* [WHAT IS BEING ASKED]:
Copy the items below, changing "wooden roof plank" to "timber roof board" and keeping everything else the same.

'''

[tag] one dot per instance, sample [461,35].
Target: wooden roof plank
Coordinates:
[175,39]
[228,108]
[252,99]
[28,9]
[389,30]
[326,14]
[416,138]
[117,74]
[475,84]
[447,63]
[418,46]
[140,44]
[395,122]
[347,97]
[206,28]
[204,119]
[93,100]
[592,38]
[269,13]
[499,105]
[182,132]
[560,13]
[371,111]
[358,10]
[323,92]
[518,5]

'''

* [RESPONSE TO THE TASK]:
[tag] one dot per instance, sample [461,35].
Target: timber roof board
Coordinates:
[175,39]
[228,108]
[252,99]
[28,9]
[389,30]
[326,14]
[416,138]
[117,74]
[475,84]
[447,63]
[418,46]
[140,44]
[395,122]
[347,97]
[206,28]
[204,119]
[93,100]
[592,38]
[269,13]
[499,105]
[182,132]
[560,13]
[371,111]
[358,10]
[323,92]
[518,5]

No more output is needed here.